── SELECTED PASSAGE ──

Asymptotics of Gelfand's formula

Question

In the following paper, it is stated that for for any matrix norm, $n \in \mathbb{N}$ and $A \in \mathbb{C}^{d \times d}$, the following holds:

$\rho(A) \ge \gamma^{(1+\ln n)/n}\|A^{n}\|^{1/n}$

for some constant $\gamma \in (0,1)$ and $\rho(A)$ is the spectral radius of $A$. Unfortunately, I could not find the source of this claim. In what way does $\gamma$ depend on $d$ and the specific norm? I am interested in the $\infty$-norm, i.e., $\|A\| = \max_{i}\sum_{j=1}^{d}|A_{i,j}|$.

Thank you very much.

Answer 1

Unless $\gamma$ also depends on $A$, I don't think the claim is true. With $n=1$, the claim boils down to $\rho(A) \ge \gamma \|A\|$ for all $A$, which is demonstrably false if you consider the maximum absolute row sum norm and $A=\pmatrix{1&x\\ 0&1}$. We have $\rho(A)=1$ but $\|A\|=|x|+1\to+\infty$ when $x\to\infty$.

Answer 2

A somewhat similar bound can be acheived by considering the Cauchy integral definition for $A^{k}$. If one consider the pseudo spectrum $\Lambda_{\epsilon}(A)=\{z \in \mathbb{C}:\| (zI-A)^{-1} \| \ge \epsilon^{-1}\}$ and $\rho_{\epsilon}(A)=\sup_{z \in \Lambda_{\epsilon}(A)}|z|$:

$$ \|A^{k}\| \le \frac{\rho_{\epsilon}(A)^{k+1}}{\epsilon} $$

See, for example, here.

───
── RECORDS FOR THE TASK ──

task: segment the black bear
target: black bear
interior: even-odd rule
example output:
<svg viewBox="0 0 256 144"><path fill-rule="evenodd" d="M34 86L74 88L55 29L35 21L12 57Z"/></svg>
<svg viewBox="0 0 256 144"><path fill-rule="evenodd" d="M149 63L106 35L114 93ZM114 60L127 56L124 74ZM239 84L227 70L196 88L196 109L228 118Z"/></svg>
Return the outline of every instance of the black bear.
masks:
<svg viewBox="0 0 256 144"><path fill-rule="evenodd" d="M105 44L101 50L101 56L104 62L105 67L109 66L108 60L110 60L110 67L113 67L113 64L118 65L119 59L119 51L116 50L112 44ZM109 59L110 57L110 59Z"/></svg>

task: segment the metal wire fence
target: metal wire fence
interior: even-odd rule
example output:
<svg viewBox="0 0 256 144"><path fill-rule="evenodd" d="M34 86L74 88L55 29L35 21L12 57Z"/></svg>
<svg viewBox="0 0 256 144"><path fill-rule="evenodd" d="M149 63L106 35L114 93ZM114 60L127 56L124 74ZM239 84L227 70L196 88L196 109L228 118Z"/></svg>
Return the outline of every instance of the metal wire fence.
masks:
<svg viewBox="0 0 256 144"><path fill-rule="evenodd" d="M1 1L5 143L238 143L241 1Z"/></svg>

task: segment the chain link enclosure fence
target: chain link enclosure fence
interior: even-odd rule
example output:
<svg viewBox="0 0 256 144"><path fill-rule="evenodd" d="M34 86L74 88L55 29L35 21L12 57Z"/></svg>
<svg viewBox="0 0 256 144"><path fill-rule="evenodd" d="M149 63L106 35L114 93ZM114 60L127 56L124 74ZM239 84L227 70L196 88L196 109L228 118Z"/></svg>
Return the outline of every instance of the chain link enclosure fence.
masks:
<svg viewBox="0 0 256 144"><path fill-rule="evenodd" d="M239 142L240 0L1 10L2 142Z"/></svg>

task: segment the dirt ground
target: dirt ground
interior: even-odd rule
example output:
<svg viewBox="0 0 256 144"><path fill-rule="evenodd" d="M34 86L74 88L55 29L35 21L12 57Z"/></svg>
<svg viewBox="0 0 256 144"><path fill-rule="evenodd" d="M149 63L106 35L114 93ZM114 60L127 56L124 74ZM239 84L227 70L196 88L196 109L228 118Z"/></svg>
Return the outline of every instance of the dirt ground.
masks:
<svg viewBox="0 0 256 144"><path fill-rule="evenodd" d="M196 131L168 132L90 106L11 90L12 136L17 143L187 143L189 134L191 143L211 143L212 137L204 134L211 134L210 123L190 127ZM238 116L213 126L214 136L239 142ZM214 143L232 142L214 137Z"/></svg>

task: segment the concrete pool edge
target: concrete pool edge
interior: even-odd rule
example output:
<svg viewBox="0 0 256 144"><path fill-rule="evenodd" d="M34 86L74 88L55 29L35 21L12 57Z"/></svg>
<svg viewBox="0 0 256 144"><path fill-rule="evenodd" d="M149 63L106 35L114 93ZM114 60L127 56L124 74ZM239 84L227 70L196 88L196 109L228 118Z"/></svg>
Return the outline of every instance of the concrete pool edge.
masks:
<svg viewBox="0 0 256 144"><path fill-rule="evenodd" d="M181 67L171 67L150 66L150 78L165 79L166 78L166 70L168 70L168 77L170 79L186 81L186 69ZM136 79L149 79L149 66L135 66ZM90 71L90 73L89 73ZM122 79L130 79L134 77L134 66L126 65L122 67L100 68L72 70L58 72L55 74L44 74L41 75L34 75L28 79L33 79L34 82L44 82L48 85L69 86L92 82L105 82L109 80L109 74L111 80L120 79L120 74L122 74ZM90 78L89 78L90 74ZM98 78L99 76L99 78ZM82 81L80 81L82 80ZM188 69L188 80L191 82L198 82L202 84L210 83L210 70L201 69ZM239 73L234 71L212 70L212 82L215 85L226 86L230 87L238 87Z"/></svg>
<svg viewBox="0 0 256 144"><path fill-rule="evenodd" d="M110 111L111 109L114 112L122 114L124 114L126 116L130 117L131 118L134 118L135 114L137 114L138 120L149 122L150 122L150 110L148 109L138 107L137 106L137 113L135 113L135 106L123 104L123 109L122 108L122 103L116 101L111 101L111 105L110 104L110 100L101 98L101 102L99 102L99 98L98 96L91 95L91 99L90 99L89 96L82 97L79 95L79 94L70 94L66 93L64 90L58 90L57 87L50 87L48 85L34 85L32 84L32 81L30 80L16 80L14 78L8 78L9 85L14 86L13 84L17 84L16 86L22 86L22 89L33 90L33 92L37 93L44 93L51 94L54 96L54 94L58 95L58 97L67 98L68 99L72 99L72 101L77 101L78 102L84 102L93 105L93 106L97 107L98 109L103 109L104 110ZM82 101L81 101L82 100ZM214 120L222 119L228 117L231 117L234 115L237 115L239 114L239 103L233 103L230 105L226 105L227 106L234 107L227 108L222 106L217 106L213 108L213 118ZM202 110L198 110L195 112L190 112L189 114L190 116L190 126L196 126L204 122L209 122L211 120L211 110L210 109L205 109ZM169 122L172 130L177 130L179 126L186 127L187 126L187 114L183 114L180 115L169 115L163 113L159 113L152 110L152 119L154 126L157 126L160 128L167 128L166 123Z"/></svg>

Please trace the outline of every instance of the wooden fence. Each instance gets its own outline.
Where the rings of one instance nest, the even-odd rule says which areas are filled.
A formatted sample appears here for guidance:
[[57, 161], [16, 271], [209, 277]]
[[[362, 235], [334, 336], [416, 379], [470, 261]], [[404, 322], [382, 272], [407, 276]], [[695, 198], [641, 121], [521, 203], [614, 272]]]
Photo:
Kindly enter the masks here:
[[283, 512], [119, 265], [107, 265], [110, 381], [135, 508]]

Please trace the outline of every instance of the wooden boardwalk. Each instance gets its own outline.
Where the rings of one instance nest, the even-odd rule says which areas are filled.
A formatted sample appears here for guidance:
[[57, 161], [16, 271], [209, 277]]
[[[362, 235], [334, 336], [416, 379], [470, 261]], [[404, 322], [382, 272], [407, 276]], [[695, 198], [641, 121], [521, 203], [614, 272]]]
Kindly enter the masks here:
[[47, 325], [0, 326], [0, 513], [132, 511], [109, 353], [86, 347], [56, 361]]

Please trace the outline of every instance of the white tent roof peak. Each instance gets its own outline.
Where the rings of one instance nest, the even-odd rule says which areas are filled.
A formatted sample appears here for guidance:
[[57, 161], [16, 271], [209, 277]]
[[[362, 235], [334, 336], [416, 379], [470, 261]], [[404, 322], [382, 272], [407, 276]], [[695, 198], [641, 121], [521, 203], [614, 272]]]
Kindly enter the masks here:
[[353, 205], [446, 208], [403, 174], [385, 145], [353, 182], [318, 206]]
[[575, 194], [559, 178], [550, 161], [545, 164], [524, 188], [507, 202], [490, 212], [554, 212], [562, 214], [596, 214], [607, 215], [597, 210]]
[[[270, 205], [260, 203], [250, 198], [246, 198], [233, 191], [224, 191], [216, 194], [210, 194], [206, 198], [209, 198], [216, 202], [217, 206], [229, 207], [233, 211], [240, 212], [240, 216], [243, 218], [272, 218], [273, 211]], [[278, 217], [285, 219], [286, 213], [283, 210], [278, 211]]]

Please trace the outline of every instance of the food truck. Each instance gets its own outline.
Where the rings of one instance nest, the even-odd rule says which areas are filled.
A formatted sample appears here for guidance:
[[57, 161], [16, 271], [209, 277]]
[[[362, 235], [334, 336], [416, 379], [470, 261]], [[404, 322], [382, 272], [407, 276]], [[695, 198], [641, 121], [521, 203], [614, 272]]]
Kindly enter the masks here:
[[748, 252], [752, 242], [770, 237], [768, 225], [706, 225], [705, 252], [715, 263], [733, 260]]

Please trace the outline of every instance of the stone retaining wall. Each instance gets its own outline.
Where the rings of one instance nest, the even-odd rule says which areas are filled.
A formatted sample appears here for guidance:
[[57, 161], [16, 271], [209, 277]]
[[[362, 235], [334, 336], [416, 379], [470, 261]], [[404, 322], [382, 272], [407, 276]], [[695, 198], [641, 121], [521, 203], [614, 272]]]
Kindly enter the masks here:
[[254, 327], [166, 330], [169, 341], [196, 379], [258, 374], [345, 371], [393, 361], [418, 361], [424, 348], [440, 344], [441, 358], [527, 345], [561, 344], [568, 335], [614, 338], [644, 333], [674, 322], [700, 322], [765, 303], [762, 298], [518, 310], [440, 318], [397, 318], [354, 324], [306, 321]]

───

(TASK INSTRUCTIONS):
1. From the Gelfand's formula thread, return the passage starting at the words "Unless $\gamma$ also" and stopping after the words "for example, here.", copied word for word.
2. Please retype the rows verbatim, beginning at the first row and stopping after the line that has "142L240 0L1 10L2", with that line included.

(OUTPUTS BY TASK):
1.
Unless $\gamma$ also depends on $A$, I don't think the claim is true. With $n=1$, the claim boils down to $\rho(A) \ge \gamma \|A\|$ for all $A$, which is demonstrably false if you consider the maximum absolute row sum norm and $A=\pmatrix{1&x\\ 0&1}$. We have $\rho(A)=1$ but $\|A\|=|x|+1\to+\infty$ when $x\to\infty$.

Answer 2

A somewhat similar bound can be acheived by considering the Cauchy integral definition for $A^{k}$. If one consider the pseudo spectrum $\Lambda_{\epsilon}(A)=\{z \in \mathbb{C}:\| (zI-A)^{-1} \| \ge \epsilon^{-1}\}$ and $\rho_{\epsilon}(A)=\sup_{z \in \Lambda_{\epsilon}(A)}|z|$:

$$ \|A^{k}\| \le \frac{\rho_{\epsilon}(A)^{k+1}}{\epsilon} $$

See, for example, here.

2.
task: segment the black bear
target: black bear
interior: even-odd rule
example output:
<svg viewBox="0 0 256 144"><path fill-rule="evenodd" d="M34 86L74 88L55 29L35 21L12 57Z"/></svg>
<svg viewBox="0 0 256 144"><path fill-rule="evenodd" d="M149 63L106 35L114 93ZM114 60L127 56L124 74ZM239 84L227 70L196 88L196 109L228 118Z"/></svg>
Return the outline of every instance of the black bear.
masks:
<svg viewBox="0 0 256 144"><path fill-rule="evenodd" d="M105 44L101 50L101 56L104 62L105 67L109 66L108 60L110 60L110 67L113 67L113 64L118 65L119 59L119 51L116 50L112 44ZM109 59L110 57L110 59Z"/></svg>

task: segment the metal wire fence
target: metal wire fence
interior: even-odd rule
example output:
<svg viewBox="0 0 256 144"><path fill-rule="evenodd" d="M34 86L74 88L55 29L35 21L12 57Z"/></svg>
<svg viewBox="0 0 256 144"><path fill-rule="evenodd" d="M149 63L106 35L114 93ZM114 60L127 56L124 74ZM239 84L227 70L196 88L196 109L228 118Z"/></svg>
Return the outline of every instance of the metal wire fence.
masks:
<svg viewBox="0 0 256 144"><path fill-rule="evenodd" d="M1 1L5 143L238 143L241 1Z"/></svg>

task: segment the chain link enclosure fence
target: chain link enclosure fence
interior: even-odd rule
example output:
<svg viewBox="0 0 256 144"><path fill-rule="evenodd" d="M34 86L74 88L55 29L35 21L12 57Z"/></svg>
<svg viewBox="0 0 256 144"><path fill-rule="evenodd" d="M149 63L106 35L114 93ZM114 60L127 56L124 74ZM239 84L227 70L196 88L196 109L228 118Z"/></svg>
Return the outline of every instance of the chain link enclosure fence.
masks:
<svg viewBox="0 0 256 144"><path fill-rule="evenodd" d="M239 142L240 0L1 10L2 142Z"/></svg>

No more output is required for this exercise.